-- Start --

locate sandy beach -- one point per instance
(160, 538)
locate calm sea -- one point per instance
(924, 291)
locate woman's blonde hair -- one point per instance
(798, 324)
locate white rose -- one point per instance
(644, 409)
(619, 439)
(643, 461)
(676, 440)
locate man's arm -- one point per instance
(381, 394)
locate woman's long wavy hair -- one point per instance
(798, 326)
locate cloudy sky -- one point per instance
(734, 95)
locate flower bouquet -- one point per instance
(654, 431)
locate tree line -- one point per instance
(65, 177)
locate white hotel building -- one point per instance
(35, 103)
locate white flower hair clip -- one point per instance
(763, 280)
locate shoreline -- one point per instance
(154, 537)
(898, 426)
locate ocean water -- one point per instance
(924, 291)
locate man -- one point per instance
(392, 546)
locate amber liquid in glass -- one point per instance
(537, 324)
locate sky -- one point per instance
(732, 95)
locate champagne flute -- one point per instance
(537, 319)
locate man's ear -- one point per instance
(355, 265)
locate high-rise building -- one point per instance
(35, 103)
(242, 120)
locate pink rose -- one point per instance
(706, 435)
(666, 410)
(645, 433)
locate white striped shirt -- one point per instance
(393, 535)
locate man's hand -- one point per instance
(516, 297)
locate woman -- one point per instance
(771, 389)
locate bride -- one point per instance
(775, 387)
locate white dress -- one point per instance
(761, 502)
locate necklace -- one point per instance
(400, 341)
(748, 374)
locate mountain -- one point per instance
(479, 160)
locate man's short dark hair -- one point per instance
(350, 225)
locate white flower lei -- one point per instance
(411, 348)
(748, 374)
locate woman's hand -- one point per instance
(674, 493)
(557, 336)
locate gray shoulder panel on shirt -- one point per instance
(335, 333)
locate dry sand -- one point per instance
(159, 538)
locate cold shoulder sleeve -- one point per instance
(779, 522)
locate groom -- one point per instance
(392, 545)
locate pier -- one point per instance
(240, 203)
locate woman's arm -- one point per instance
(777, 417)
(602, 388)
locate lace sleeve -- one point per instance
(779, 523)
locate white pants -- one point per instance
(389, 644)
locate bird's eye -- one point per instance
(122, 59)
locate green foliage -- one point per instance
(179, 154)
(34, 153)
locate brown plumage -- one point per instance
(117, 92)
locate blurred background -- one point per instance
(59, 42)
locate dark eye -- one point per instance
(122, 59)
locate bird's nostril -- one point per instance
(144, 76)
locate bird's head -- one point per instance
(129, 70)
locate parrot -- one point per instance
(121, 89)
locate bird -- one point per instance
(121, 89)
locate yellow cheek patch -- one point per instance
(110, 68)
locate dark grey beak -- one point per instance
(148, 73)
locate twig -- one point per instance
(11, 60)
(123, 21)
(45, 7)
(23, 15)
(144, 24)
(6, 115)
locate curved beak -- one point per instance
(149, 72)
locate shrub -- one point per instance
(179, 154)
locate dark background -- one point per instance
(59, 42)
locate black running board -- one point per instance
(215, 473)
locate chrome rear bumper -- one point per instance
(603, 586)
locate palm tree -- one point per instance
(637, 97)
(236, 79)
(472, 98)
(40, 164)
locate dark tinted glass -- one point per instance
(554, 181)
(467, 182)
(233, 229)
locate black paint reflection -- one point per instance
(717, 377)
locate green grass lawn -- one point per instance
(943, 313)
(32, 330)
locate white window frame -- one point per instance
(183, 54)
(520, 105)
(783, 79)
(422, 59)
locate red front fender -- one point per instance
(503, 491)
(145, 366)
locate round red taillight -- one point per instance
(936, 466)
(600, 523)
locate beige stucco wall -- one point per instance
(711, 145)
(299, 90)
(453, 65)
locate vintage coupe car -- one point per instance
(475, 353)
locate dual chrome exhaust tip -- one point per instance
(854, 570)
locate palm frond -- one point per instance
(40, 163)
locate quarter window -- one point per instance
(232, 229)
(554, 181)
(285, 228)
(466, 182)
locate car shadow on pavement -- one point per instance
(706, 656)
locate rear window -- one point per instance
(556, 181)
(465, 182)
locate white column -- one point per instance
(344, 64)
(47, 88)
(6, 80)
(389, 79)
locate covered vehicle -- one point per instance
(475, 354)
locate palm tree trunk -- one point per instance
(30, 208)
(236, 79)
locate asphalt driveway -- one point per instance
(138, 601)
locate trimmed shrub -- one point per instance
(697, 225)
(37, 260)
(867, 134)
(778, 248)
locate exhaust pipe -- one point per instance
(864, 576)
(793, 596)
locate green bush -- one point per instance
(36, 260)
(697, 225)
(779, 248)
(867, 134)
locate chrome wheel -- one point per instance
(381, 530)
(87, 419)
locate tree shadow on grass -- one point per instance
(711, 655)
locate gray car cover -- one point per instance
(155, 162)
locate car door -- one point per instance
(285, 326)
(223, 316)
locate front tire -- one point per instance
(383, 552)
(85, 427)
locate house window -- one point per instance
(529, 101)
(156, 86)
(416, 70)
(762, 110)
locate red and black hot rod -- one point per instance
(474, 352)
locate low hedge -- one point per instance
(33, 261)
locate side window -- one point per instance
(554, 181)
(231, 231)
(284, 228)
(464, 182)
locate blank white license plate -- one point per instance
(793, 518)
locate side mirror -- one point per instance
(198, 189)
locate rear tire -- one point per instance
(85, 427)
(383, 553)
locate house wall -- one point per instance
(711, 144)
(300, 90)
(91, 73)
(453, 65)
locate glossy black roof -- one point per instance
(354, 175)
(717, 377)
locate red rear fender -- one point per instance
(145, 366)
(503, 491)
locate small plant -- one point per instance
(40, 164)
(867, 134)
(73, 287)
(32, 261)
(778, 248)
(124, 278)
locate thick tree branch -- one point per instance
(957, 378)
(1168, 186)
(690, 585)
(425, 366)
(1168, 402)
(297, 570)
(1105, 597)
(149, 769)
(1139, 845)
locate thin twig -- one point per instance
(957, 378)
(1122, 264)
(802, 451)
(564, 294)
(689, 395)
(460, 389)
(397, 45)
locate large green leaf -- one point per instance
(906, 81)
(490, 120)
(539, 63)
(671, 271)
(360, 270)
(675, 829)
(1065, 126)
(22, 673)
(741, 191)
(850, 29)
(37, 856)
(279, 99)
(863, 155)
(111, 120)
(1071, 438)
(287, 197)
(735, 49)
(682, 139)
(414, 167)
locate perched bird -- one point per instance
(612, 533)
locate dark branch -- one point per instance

-- End --

_TASK DESCRIPTION_:
Copy the rows from the line with "locate house wall -- one point per instance" through the end of the rows, keeping the requests, and offset each coordinate in the answer points by adding 125 to it.

_COMPLETE RESPONSE_:
locate house wall -- one point per instance
(836, 269)
(425, 215)
(216, 198)
(578, 190)
locate glossy black roof -- one point per instance
(479, 300)
(842, 502)
locate red rear fender -- one point per instance
(270, 491)
(628, 616)
locate small plant -- one point per instance
(165, 289)
(992, 259)
(198, 412)
(157, 386)
(903, 373)
(249, 403)
locate thick tree branch -- one point per instance
(1082, 503)
(1293, 311)
(815, 710)
(550, 491)
(1293, 527)
(422, 695)
(1230, 722)
(274, 894)
(1264, 970)
locate thin twig -- one point per instance
(1082, 503)
(1247, 389)
(927, 576)
(689, 419)
(814, 520)
(585, 514)
(522, 170)
locate large green leaf -- one point per instance
(1031, 206)
(615, 245)
(664, 188)
(796, 396)
(485, 395)
(800, 954)
(1190, 251)
(147, 798)
(866, 316)
(975, 154)
(162, 981)
(404, 224)
(988, 280)
(236, 245)
(1196, 563)
(412, 322)
(860, 174)
(807, 264)
(539, 292)
locate perched bird -- one point per instance
(737, 658)
locate dark branch -- one point per instance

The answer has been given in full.